What is needed
For each line below that includes the word "wooden", make a copy.

Dataset records:
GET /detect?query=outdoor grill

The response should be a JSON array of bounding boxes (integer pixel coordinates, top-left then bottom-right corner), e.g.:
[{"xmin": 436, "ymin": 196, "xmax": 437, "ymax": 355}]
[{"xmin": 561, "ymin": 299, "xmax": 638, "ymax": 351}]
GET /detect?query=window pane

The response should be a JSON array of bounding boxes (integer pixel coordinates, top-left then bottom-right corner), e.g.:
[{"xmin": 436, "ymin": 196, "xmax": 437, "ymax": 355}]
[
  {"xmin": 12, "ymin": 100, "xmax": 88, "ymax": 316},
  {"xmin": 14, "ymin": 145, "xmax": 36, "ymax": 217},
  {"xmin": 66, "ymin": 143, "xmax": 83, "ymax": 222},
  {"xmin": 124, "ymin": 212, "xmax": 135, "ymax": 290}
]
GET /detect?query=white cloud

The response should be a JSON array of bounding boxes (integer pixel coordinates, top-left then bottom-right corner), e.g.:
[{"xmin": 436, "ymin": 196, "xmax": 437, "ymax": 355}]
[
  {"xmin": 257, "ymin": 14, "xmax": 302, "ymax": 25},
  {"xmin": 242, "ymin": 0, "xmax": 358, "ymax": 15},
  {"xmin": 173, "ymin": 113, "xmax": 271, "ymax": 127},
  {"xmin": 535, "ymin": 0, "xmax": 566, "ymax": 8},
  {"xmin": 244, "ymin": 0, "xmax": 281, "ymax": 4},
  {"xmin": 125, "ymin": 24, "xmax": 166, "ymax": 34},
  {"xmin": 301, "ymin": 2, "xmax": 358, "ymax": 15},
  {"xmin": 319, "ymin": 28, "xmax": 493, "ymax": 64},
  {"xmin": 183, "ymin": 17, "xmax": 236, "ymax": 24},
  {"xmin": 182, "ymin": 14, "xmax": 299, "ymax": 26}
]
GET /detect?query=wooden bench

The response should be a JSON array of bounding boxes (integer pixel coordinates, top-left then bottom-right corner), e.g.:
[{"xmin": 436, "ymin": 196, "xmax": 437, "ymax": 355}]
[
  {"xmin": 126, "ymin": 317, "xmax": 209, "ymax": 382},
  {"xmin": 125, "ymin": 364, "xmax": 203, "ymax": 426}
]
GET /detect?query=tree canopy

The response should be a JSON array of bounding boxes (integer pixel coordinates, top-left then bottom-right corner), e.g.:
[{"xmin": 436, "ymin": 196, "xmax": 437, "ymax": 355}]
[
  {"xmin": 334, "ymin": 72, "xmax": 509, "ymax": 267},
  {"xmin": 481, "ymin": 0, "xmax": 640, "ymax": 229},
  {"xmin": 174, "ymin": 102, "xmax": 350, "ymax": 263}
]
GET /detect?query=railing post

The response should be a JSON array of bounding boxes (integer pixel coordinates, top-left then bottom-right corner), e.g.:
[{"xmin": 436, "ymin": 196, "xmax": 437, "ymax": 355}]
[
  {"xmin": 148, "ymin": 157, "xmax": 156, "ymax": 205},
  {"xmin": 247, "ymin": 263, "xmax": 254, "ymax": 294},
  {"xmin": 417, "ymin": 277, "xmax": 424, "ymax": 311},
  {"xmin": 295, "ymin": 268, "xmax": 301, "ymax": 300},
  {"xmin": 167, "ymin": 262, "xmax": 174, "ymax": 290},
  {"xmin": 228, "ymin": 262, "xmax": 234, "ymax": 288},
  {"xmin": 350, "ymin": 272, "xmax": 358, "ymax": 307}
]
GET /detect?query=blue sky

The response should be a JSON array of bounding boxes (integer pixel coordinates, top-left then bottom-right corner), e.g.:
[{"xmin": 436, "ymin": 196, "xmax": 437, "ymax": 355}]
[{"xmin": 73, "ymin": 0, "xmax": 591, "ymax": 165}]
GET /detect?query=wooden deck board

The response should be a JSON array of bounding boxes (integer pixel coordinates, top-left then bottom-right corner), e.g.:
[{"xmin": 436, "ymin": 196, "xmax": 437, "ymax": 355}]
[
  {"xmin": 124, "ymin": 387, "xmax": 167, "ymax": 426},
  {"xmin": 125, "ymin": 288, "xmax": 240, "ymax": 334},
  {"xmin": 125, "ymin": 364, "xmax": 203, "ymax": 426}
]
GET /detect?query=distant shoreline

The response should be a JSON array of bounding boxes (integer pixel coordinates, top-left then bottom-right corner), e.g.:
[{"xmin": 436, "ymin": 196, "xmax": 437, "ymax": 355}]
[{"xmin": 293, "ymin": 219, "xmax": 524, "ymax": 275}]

Answer space
GET /detect?query=wooden bench
GET /detect?query=wooden deck board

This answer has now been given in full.